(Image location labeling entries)
## begin

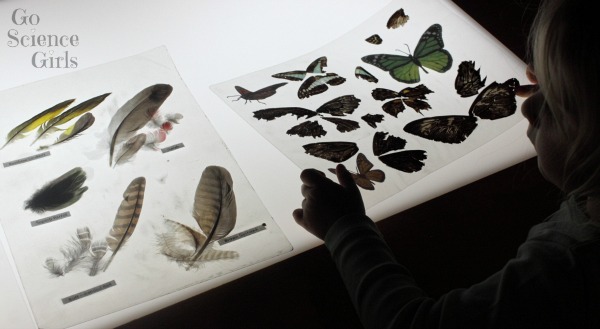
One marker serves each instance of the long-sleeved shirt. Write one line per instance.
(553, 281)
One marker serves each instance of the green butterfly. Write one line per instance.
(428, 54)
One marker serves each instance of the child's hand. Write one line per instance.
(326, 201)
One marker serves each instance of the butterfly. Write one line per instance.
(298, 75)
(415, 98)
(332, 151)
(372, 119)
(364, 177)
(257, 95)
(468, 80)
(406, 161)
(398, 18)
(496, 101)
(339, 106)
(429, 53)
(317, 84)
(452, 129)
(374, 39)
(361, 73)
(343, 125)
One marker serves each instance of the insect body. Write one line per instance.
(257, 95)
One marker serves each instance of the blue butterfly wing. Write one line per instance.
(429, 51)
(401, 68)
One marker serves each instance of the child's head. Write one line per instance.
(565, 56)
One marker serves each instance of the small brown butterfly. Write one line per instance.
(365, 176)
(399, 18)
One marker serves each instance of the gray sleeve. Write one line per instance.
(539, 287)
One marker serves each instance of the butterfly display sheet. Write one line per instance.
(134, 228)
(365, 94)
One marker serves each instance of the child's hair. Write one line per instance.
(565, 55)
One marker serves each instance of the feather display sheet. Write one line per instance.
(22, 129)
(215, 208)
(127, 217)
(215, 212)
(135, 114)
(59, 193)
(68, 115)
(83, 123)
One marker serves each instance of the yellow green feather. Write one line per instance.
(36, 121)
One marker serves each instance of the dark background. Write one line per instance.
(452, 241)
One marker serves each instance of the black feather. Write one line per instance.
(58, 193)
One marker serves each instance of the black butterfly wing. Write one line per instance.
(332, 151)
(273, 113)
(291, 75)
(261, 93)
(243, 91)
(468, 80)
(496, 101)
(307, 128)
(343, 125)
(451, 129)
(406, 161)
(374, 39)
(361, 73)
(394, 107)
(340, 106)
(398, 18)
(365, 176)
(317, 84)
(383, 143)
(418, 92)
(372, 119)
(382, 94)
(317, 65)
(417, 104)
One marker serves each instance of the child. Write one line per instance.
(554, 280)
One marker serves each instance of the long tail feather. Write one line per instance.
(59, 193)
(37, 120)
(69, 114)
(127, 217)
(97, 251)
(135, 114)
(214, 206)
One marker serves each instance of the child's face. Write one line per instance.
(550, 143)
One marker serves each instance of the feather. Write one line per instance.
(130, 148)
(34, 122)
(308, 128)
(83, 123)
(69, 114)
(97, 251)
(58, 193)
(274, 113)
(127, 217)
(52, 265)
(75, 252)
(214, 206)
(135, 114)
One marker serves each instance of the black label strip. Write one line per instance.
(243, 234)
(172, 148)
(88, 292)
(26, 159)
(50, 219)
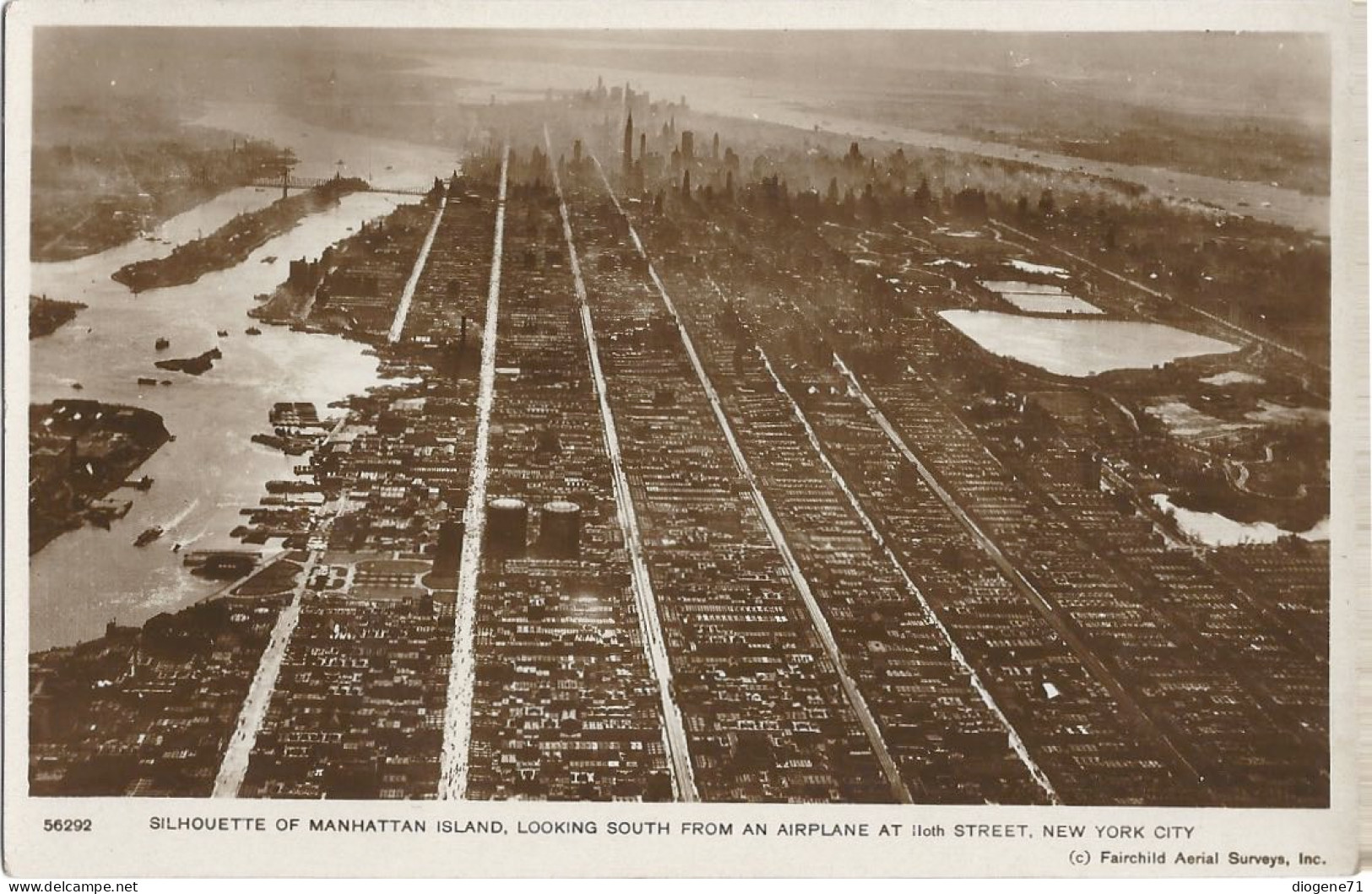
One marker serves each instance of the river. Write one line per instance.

## end

All lines from the line containing "One marker serves each instance of the child." through the end of the listing above are to be given again exactly; pictures are not part of the copy.

One marker serves each instance of the child. Write one line per instance.
(554, 280)
One marker serves each instance of the long tail feather. Write one line per instance.
(59, 193)
(37, 120)
(69, 114)
(127, 217)
(97, 251)
(135, 114)
(214, 206)
One marker serves each instance of the child's face. Write one line per instance.
(550, 143)
One marker serves each instance of the feather. Write one line per instance.
(130, 148)
(34, 122)
(308, 128)
(83, 123)
(69, 114)
(97, 251)
(58, 193)
(274, 113)
(127, 217)
(52, 265)
(75, 252)
(214, 206)
(135, 114)
One marker serves each instance of the black label strip. Write one line per instance.
(243, 234)
(172, 148)
(88, 292)
(26, 159)
(50, 219)
One marker serves each instance of the river. Write one line per instance.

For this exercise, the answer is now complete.